Information provided:
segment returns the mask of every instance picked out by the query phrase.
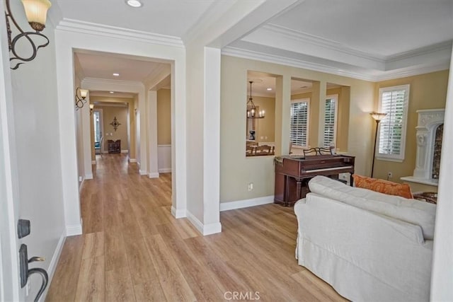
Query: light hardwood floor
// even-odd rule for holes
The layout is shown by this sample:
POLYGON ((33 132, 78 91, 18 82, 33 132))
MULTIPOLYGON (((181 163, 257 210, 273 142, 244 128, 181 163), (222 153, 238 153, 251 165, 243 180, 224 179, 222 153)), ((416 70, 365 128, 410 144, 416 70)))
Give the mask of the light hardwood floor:
POLYGON ((98 156, 81 194, 84 235, 67 238, 46 301, 344 301, 297 265, 292 208, 224 211, 222 232, 203 237, 171 216, 170 174, 98 156))

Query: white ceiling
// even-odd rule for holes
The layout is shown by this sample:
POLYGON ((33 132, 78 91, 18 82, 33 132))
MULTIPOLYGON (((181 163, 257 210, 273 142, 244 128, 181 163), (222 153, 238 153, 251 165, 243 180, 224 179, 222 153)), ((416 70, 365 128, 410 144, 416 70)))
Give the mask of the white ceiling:
POLYGON ((63 17, 117 28, 183 37, 215 0, 57 0, 63 17))
MULTIPOLYGON (((59 9, 64 21, 171 36, 183 45, 194 33, 213 30, 218 23, 212 20, 214 13, 231 20, 234 5, 249 4, 234 0, 143 2, 142 8, 132 8, 124 0, 57 0, 52 8, 59 9)), ((449 67, 452 0, 259 0, 253 5, 255 11, 231 27, 237 37, 221 45, 223 54, 370 81, 449 67), (243 25, 250 20, 252 25, 243 25)), ((169 66, 111 54, 76 55, 84 76, 88 78, 145 82, 169 66), (113 72, 120 77, 113 77, 113 72)), ((267 76, 263 84, 254 85, 253 91, 269 93, 265 88, 273 78, 267 76)), ((299 84, 293 83, 294 89, 299 84)))

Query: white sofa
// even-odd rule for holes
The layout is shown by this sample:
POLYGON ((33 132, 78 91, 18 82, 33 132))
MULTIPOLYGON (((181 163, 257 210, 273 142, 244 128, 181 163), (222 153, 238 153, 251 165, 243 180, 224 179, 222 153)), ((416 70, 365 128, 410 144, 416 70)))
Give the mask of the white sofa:
POLYGON ((299 265, 353 301, 428 301, 436 206, 316 176, 294 205, 299 265))

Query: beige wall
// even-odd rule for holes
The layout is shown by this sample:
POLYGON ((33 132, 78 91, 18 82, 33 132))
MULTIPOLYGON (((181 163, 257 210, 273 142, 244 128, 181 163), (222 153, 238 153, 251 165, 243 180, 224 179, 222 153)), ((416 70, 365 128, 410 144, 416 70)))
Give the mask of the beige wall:
POLYGON ((171 144, 171 95, 170 89, 157 91, 157 144, 171 144))
MULTIPOLYGON (((410 84, 411 90, 404 161, 402 163, 397 163, 376 159, 373 173, 375 178, 386 179, 387 173, 391 172, 393 178, 390 180, 401 182, 400 178, 413 175, 416 156, 415 127, 418 122, 416 111, 420 109, 445 108, 447 82, 448 70, 445 70, 376 83, 374 92, 376 110, 379 105, 380 88, 410 84)), ((373 138, 374 131, 375 128, 373 128, 373 138)))
POLYGON ((328 82, 350 86, 349 112, 351 118, 348 125, 348 149, 345 151, 356 156, 356 171, 358 173, 369 173, 373 143, 370 134, 374 122, 369 113, 372 111, 374 105, 374 83, 224 55, 222 57, 220 108, 221 202, 270 197, 274 194, 273 156, 246 158, 243 151, 246 149, 244 129, 246 119, 244 115, 248 71, 265 72, 277 76, 275 141, 277 145, 276 150, 283 150, 284 152, 285 150, 287 152, 289 147, 289 139, 282 139, 282 136, 289 138, 291 79, 309 79, 319 82, 316 85, 324 87, 324 89, 319 92, 318 99, 325 98, 325 88, 328 82), (279 96, 279 93, 283 96, 279 96), (247 190, 250 182, 253 183, 252 191, 247 190))
MULTIPOLYGON (((103 149, 105 151, 108 151, 107 140, 108 139, 121 139, 121 149, 129 149, 130 158, 136 158, 134 156, 136 154, 136 144, 135 144, 135 102, 133 98, 112 98, 112 97, 101 97, 101 96, 90 96, 90 103, 94 103, 94 108, 103 110, 103 127, 104 134, 109 134, 108 136, 104 135, 103 149), (128 107, 113 107, 113 106, 101 106, 96 105, 96 103, 110 103, 114 105, 115 103, 127 103, 128 107), (116 109, 113 109, 116 108, 116 109), (130 108, 130 110, 128 110, 130 108), (105 111, 107 110, 107 111, 105 111), (107 115, 106 115, 107 112, 107 115), (118 122, 121 123, 116 132, 113 129, 113 127, 110 124, 113 121, 115 115, 117 113, 117 120, 118 122), (129 124, 129 125, 128 125, 129 124), (110 133, 112 132, 112 137, 110 136, 110 133)), ((94 154, 94 129, 93 127, 93 115, 91 116, 91 119, 90 124, 91 128, 91 156, 93 161, 96 159, 94 154)))

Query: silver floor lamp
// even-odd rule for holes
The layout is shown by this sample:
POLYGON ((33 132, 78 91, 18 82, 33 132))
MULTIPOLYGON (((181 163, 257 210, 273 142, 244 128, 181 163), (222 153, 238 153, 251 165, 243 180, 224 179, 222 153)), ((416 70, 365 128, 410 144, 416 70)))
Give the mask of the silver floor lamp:
POLYGON ((372 166, 371 166, 371 177, 372 178, 373 171, 374 170, 374 156, 376 154, 376 140, 377 139, 377 129, 379 128, 379 122, 381 122, 381 120, 385 117, 385 116, 387 115, 387 114, 373 112, 370 113, 370 115, 376 121, 376 132, 374 133, 374 146, 373 146, 373 163, 372 164, 372 166))

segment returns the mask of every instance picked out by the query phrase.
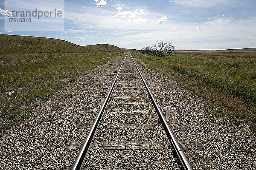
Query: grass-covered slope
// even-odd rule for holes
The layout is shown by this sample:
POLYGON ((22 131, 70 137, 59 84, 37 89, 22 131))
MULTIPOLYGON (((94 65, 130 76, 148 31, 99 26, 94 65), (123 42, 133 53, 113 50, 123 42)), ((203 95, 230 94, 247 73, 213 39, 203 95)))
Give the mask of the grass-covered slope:
POLYGON ((0 129, 33 114, 68 82, 119 55, 123 50, 99 44, 79 46, 47 38, 0 34, 0 129), (13 93, 8 95, 9 93, 13 93))

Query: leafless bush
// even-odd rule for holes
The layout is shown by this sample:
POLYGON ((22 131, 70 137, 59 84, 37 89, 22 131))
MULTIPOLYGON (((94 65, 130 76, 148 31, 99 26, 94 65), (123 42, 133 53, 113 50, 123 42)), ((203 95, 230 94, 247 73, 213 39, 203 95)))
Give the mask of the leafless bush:
POLYGON ((147 46, 141 48, 140 52, 145 54, 151 54, 157 57, 172 56, 175 47, 172 42, 159 41, 152 46, 147 46))
POLYGON ((142 53, 150 54, 152 51, 152 47, 150 46, 143 47, 140 50, 140 52, 142 53))

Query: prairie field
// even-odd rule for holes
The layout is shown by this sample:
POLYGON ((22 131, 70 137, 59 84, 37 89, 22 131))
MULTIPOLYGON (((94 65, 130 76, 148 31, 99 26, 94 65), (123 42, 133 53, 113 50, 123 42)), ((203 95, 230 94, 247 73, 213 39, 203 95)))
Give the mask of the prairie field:
POLYGON ((175 80, 206 101, 218 115, 256 124, 256 56, 175 53, 156 57, 136 57, 175 80))
POLYGON ((59 40, 0 35, 0 129, 33 114, 58 90, 122 50, 100 44, 81 46, 59 40))

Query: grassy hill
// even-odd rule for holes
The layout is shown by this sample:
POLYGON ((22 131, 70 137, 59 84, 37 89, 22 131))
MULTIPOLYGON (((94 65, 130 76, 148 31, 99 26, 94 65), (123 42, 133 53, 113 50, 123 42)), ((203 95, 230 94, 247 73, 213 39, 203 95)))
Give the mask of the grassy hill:
POLYGON ((87 53, 119 51, 119 47, 108 44, 80 46, 63 40, 30 36, 0 34, 0 54, 47 53, 87 53))
POLYGON ((82 46, 6 34, 0 34, 0 130, 29 118, 33 103, 47 101, 68 85, 65 79, 75 79, 125 51, 110 45, 82 46))

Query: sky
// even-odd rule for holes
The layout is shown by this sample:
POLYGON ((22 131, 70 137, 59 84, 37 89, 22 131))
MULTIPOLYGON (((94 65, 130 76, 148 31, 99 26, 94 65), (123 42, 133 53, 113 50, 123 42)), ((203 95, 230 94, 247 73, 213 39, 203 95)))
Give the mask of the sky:
MULTIPOLYGON (((137 49, 160 40, 173 42, 177 50, 256 47, 255 0, 46 1, 0 0, 0 34, 57 38, 81 45, 103 43, 137 49), (48 20, 47 24, 38 27, 35 20, 23 25, 22 31, 22 27, 18 26, 6 29, 6 10, 32 10, 35 8, 30 6, 29 1, 44 6, 45 11, 62 4, 57 8, 63 12, 63 24, 60 19, 48 20)), ((37 21, 44 20, 41 18, 37 21)))

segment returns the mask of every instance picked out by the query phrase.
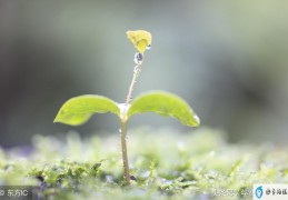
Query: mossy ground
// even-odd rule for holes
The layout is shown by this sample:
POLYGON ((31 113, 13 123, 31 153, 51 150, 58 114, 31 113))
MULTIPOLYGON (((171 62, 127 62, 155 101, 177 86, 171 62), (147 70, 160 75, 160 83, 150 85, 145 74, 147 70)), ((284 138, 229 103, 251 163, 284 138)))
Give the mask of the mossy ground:
POLYGON ((288 182, 287 149, 230 144, 206 128, 129 131, 130 186, 120 137, 34 136, 30 149, 0 151, 0 183, 38 187, 43 199, 251 199, 252 183, 288 182), (236 196, 236 193, 237 196, 236 196))

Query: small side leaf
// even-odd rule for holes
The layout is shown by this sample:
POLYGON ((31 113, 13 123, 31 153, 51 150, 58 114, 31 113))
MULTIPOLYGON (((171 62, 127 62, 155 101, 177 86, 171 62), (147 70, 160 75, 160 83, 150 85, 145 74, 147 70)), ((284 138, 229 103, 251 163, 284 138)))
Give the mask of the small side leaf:
POLYGON ((102 96, 79 96, 69 99, 59 110, 54 122, 80 126, 93 113, 112 112, 120 116, 118 103, 102 96))
POLYGON ((199 118, 180 97, 165 91, 151 91, 136 98, 128 110, 128 118, 136 113, 155 112, 178 119, 189 127, 198 127, 199 118))

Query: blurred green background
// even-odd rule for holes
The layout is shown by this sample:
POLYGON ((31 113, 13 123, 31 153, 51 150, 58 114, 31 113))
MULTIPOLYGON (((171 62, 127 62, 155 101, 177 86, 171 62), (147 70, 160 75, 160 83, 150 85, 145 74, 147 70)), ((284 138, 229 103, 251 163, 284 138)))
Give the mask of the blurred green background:
MULTIPOLYGON (((0 1, 0 146, 34 133, 117 132, 112 114, 82 127, 53 124, 71 97, 123 102, 135 49, 127 30, 152 33, 135 94, 167 90, 202 126, 230 141, 286 143, 288 1, 0 1)), ((130 127, 190 130, 173 119, 136 116, 130 127)))

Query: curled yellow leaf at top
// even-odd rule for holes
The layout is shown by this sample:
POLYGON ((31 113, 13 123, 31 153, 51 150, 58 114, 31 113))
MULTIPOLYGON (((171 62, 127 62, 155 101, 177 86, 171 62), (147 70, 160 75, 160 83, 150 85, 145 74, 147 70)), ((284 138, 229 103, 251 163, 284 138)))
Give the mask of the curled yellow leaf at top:
POLYGON ((151 47, 152 36, 145 30, 127 31, 127 38, 133 43, 135 48, 143 53, 146 49, 151 47))

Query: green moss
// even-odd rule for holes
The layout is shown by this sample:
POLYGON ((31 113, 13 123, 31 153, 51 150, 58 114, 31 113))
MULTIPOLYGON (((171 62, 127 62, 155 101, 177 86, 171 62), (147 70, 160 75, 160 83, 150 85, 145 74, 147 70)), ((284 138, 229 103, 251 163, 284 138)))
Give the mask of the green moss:
POLYGON ((28 184, 53 199, 198 199, 238 192, 251 199, 254 183, 288 182, 287 149, 272 144, 230 144, 224 133, 198 129, 178 133, 141 128, 129 133, 131 174, 123 184, 120 139, 63 140, 36 136, 33 151, 0 150, 1 184, 28 184))

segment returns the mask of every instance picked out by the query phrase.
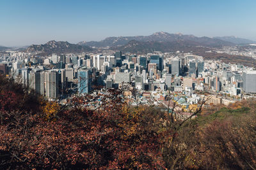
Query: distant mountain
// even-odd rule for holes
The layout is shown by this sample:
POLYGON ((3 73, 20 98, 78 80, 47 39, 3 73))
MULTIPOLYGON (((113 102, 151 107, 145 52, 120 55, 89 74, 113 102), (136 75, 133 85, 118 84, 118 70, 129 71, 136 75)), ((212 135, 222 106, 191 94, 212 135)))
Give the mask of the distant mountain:
POLYGON ((4 51, 4 50, 6 50, 9 48, 10 48, 7 47, 7 46, 0 46, 0 51, 4 51))
POLYGON ((44 45, 33 45, 27 48, 26 52, 49 55, 51 53, 81 53, 92 52, 93 49, 87 46, 71 44, 67 41, 56 41, 54 40, 47 42, 44 45))
POLYGON ((208 37, 196 37, 193 35, 183 35, 182 34, 170 34, 165 32, 158 32, 148 36, 120 36, 109 37, 100 41, 82 41, 78 45, 87 45, 95 47, 113 47, 122 46, 127 44, 131 40, 138 41, 159 41, 159 42, 173 42, 177 40, 194 41, 199 43, 200 45, 206 46, 232 46, 234 43, 227 42, 220 39, 211 38, 208 37))
POLYGON ((195 48, 200 46, 201 43, 185 41, 184 39, 175 40, 172 42, 159 42, 156 41, 148 41, 146 42, 132 40, 127 45, 111 47, 113 50, 120 50, 124 52, 131 53, 150 53, 154 51, 162 52, 184 51, 190 52, 195 48))
POLYGON ((246 45, 251 43, 256 43, 255 41, 252 41, 248 39, 237 38, 236 36, 222 36, 214 37, 214 38, 220 39, 223 41, 230 42, 236 45, 246 45))

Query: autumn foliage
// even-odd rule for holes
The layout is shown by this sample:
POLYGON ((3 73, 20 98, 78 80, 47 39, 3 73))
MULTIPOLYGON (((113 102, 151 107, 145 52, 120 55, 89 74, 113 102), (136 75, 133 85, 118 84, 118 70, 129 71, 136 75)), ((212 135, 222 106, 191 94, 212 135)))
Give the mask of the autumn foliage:
POLYGON ((121 90, 90 110, 92 96, 61 106, 10 81, 0 80, 2 169, 256 168, 253 100, 180 125, 156 107, 129 106, 121 90))

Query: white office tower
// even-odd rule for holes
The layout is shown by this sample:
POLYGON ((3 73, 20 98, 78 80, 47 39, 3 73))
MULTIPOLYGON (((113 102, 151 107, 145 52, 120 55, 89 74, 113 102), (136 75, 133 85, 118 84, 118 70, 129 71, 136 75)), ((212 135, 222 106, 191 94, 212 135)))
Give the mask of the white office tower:
POLYGON ((174 58, 172 60, 172 74, 179 76, 180 71, 180 64, 179 58, 174 58))
POLYGON ((74 78, 74 69, 72 68, 66 69, 66 77, 68 81, 72 81, 74 78))
POLYGON ((243 88, 247 93, 256 94, 256 71, 245 71, 243 73, 243 88))
POLYGON ((56 53, 52 53, 51 60, 53 64, 56 64, 58 61, 58 55, 56 53))
POLYGON ((110 89, 113 87, 113 81, 111 78, 107 78, 106 80, 106 88, 110 89))
POLYGON ((116 65, 115 55, 108 55, 107 61, 112 63, 112 65, 116 65))
POLYGON ((136 76, 134 77, 135 88, 138 90, 144 90, 143 78, 136 76))
POLYGON ((92 60, 90 59, 86 59, 86 66, 88 67, 92 67, 93 66, 92 60))
POLYGON ((40 72, 38 70, 33 70, 29 74, 29 87, 35 90, 36 94, 40 94, 40 72))
POLYGON ((131 73, 116 73, 115 74, 115 83, 120 84, 122 83, 131 82, 131 73))
POLYGON ((40 73, 40 94, 44 96, 45 93, 45 72, 42 71, 40 73))
POLYGON ((58 74, 55 71, 45 71, 45 96, 56 99, 59 94, 58 74))
POLYGON ((50 60, 49 60, 49 59, 44 59, 44 65, 49 65, 49 64, 51 64, 51 63, 50 63, 50 60))
POLYGON ((21 69, 22 67, 25 67, 25 63, 21 61, 17 61, 15 62, 13 62, 13 70, 17 69, 21 69))
POLYGON ((97 67, 98 70, 101 69, 101 66, 105 62, 106 57, 97 55, 93 57, 93 67, 97 67))
POLYGON ((60 74, 60 80, 61 81, 61 89, 64 89, 66 86, 66 71, 64 69, 60 69, 59 71, 59 74, 60 74))
POLYGON ((28 74, 29 69, 28 68, 22 68, 21 69, 21 83, 26 87, 29 85, 28 74))

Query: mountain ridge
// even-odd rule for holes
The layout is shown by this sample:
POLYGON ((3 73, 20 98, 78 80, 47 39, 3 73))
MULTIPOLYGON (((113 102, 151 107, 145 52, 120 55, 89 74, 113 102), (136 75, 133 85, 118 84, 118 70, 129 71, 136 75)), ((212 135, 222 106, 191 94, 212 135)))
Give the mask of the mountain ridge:
POLYGON ((216 36, 214 37, 214 38, 220 39, 225 41, 228 41, 236 45, 246 45, 250 43, 256 43, 256 41, 253 41, 251 39, 238 38, 236 36, 216 36))
POLYGON ((52 40, 45 44, 32 45, 28 46, 24 52, 41 55, 50 55, 51 53, 79 53, 92 52, 94 49, 88 46, 82 46, 72 44, 68 41, 56 41, 52 40))
POLYGON ((97 48, 113 47, 122 46, 127 44, 131 40, 138 41, 160 41, 172 42, 177 40, 184 40, 200 43, 202 45, 207 46, 234 46, 235 44, 225 41, 220 39, 211 38, 206 36, 196 37, 193 35, 184 35, 181 33, 170 34, 167 32, 157 32, 150 36, 118 36, 108 37, 100 41, 81 41, 77 44, 80 45, 87 45, 97 48))

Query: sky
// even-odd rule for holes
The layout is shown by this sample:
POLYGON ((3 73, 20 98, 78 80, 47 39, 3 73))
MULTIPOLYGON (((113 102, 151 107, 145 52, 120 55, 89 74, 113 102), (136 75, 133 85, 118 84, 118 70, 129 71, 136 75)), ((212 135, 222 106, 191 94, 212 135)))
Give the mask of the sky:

What is required:
From the line containing "Query: mountain ridge" through the closing line of the material above, return every line exactly and omit all others.

Result of the task:
Query: mountain ridge
// even-odd rule for holes
The layout is shown by this sample:
POLYGON ((3 73, 20 98, 78 80, 47 39, 3 73))
MULTIPOLYGON (((113 102, 151 107, 145 52, 120 55, 89 74, 113 102), (136 75, 133 85, 118 84, 118 70, 129 71, 136 75)), ((212 135, 222 106, 191 94, 212 135)))
Give the mask of the mountain ridge:
POLYGON ((216 36, 214 37, 214 38, 220 39, 225 41, 228 41, 236 45, 246 45, 250 43, 256 43, 256 41, 253 41, 251 39, 238 38, 236 36, 216 36))
POLYGON ((52 40, 45 44, 32 45, 28 46, 24 52, 41 55, 50 55, 51 53, 79 53, 92 52, 94 49, 88 46, 82 46, 72 44, 68 41, 56 41, 52 40))
POLYGON ((97 48, 113 47, 122 46, 127 44, 131 40, 138 41, 160 41, 172 42, 177 40, 184 40, 200 43, 202 45, 207 46, 234 46, 235 44, 225 41, 220 39, 211 38, 206 36, 196 37, 193 35, 184 35, 181 33, 170 34, 167 32, 157 32, 150 36, 118 36, 108 37, 100 41, 81 41, 77 44, 80 45, 87 45, 97 48))

Query: sky
// even-odd rule for holes
The layout is shown by this sample:
POLYGON ((3 73, 20 98, 78 80, 47 39, 3 73))
MULTIPOLYGON (((113 102, 151 107, 145 52, 120 55, 89 74, 113 102), (136 75, 133 85, 118 84, 118 70, 129 71, 136 75)), ((212 135, 222 106, 191 94, 212 135)))
Give the mask of the sky:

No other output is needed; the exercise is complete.